Stored entries:
┄┄┄┄┄┄┄┄┄┄┄┄┄┄┄┄┄┄┄┄

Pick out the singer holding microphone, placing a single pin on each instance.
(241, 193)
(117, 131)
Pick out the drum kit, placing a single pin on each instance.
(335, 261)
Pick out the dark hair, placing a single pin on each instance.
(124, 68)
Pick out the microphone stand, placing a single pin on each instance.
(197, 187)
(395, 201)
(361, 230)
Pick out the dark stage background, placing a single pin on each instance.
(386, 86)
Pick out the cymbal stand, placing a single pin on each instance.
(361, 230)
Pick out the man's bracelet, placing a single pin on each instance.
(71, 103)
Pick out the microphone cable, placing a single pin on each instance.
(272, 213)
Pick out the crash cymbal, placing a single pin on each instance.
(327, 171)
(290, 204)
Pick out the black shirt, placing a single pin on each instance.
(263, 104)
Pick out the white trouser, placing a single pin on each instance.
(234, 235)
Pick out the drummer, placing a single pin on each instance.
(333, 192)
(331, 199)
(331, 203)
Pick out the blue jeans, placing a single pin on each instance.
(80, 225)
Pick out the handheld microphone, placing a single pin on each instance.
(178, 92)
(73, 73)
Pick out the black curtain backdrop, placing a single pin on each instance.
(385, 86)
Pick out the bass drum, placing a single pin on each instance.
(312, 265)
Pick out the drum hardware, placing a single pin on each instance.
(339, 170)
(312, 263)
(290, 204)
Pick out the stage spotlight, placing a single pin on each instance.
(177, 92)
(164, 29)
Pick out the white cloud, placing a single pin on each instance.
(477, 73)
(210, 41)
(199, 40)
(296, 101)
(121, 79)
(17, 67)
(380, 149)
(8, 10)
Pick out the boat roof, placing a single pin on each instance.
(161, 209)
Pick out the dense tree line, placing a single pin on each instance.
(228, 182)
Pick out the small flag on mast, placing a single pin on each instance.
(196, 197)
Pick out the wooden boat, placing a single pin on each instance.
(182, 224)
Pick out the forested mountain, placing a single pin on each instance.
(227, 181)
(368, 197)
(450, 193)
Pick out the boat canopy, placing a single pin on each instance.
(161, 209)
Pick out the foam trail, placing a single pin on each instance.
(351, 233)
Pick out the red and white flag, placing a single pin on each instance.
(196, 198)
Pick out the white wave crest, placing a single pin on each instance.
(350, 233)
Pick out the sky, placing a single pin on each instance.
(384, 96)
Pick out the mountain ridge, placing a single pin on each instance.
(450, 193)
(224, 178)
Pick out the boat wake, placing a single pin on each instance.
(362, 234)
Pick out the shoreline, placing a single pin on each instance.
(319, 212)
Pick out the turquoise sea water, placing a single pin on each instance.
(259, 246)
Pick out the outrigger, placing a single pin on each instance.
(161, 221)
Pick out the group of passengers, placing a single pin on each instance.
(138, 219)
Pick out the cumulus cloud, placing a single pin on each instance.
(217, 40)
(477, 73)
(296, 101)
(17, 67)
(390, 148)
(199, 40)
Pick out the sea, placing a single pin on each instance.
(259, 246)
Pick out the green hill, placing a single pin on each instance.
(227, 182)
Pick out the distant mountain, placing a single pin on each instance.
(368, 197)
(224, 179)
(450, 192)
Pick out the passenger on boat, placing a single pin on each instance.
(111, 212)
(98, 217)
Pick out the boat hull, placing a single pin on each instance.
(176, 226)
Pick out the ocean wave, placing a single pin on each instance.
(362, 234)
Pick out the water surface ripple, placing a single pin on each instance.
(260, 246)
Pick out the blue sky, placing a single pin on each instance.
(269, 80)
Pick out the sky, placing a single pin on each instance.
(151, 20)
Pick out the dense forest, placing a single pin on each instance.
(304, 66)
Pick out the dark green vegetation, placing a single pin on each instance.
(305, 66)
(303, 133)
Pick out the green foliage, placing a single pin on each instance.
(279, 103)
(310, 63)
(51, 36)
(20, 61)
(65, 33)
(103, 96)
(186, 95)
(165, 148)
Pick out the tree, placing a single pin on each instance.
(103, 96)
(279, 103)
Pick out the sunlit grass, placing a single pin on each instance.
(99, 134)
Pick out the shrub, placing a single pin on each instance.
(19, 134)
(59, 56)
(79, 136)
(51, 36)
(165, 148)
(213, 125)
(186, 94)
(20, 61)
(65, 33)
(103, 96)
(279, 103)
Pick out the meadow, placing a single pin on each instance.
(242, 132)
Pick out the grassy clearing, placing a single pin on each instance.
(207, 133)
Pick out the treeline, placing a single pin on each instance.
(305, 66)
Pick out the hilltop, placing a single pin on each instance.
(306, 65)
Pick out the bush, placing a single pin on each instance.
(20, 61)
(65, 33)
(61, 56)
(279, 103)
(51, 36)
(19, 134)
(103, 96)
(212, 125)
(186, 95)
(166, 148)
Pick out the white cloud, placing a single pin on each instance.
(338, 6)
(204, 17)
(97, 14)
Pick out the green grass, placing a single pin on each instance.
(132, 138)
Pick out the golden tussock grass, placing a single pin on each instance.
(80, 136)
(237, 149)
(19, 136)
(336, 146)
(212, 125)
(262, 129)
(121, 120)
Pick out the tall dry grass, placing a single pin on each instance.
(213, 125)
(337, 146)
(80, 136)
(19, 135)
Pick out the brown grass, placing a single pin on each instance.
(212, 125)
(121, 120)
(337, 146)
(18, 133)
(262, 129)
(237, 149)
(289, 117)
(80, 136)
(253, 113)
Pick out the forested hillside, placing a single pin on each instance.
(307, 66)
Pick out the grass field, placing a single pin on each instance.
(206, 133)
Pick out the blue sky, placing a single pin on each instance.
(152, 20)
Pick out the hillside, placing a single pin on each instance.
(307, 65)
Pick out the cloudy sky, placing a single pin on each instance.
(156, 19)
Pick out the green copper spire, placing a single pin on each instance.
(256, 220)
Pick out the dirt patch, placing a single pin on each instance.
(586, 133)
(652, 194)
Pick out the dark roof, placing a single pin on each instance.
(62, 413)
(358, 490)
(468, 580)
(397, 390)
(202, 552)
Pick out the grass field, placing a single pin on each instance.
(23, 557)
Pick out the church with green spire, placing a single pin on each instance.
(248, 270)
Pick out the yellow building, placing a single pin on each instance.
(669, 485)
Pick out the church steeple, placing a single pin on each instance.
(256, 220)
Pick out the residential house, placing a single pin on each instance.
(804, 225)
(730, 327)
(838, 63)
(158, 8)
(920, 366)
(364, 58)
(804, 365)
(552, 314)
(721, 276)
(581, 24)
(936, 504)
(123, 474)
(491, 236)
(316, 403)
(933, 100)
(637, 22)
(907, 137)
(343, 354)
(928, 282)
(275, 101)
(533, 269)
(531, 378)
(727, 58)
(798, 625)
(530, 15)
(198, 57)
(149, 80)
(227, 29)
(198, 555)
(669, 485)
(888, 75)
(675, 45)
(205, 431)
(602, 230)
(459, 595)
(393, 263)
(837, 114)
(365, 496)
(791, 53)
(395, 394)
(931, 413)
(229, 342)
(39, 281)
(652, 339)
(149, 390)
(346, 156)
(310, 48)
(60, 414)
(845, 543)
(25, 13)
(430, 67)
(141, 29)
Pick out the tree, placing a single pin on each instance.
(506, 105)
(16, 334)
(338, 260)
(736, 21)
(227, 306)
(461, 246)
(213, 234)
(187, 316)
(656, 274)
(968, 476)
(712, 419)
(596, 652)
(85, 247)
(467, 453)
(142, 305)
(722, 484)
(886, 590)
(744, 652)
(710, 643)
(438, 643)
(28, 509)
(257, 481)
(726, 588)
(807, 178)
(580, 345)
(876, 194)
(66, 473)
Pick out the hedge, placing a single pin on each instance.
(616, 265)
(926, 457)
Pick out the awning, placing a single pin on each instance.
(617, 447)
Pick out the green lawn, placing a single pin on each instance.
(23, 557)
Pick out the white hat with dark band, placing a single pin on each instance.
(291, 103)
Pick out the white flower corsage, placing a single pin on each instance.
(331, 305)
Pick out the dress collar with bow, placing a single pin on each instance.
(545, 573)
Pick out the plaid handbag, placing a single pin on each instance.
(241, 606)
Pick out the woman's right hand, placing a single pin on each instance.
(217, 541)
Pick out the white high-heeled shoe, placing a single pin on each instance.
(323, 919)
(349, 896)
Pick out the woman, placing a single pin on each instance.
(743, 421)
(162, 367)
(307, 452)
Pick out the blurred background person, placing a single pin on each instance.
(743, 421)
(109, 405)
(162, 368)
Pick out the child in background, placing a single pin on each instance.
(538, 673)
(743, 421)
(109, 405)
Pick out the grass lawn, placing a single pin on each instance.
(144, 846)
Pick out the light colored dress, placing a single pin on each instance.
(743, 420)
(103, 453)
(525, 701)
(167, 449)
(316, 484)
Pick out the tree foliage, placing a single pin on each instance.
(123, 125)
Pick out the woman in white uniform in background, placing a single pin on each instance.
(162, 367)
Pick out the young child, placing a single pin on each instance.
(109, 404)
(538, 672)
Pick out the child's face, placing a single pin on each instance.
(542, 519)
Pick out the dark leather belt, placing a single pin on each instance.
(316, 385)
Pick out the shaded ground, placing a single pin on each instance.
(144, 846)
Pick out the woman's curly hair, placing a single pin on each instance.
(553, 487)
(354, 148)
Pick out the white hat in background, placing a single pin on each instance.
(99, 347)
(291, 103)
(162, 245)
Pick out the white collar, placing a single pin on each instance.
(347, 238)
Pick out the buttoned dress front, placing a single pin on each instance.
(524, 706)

┄┄┄┄┄┄┄┄┄┄┄┄┄┄┄┄┄┄┄┄

▶ _Exercise description_: Please quote, unchanged, the stretch of rows from the line containing "Pick out the child's" through the last row.

▶ _Exercise output_:
Pick out the child's face, placing a single pin on each instance.
(542, 519)
Pick out the dark leather belt, placing a single pin on each instance.
(316, 385)
Pick out the shaded ground, placing a single pin on each instance.
(144, 846)
Pick out the woman's curly hair, placing a single pin on each instance.
(553, 487)
(354, 148)
Pick out the white hat in background, placing a single pin on each instance.
(99, 347)
(291, 103)
(162, 245)
Pick out the white collar, placing a single pin on each instance.
(347, 238)
Pick out the buttoned dress front, placing a single pin on each instance.
(524, 706)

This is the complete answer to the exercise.